--- Start of RECORDED INFORMATION ---
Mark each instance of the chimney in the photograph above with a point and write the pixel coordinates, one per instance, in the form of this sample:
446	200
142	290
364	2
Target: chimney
--- End of RECORDED INFORMATION ---
● PROBLEM REQUIREMENTS
Can you extract every line from the records above and reproduce each one verbatim, with nothing altered?

● RESPONSE TO THE EXERCISE
Mark each instance of the chimney in the photograph above with a point and write the pixel coordinates, one per instance, in the form of this sample:
446	200
142	290
364	2
Target: chimney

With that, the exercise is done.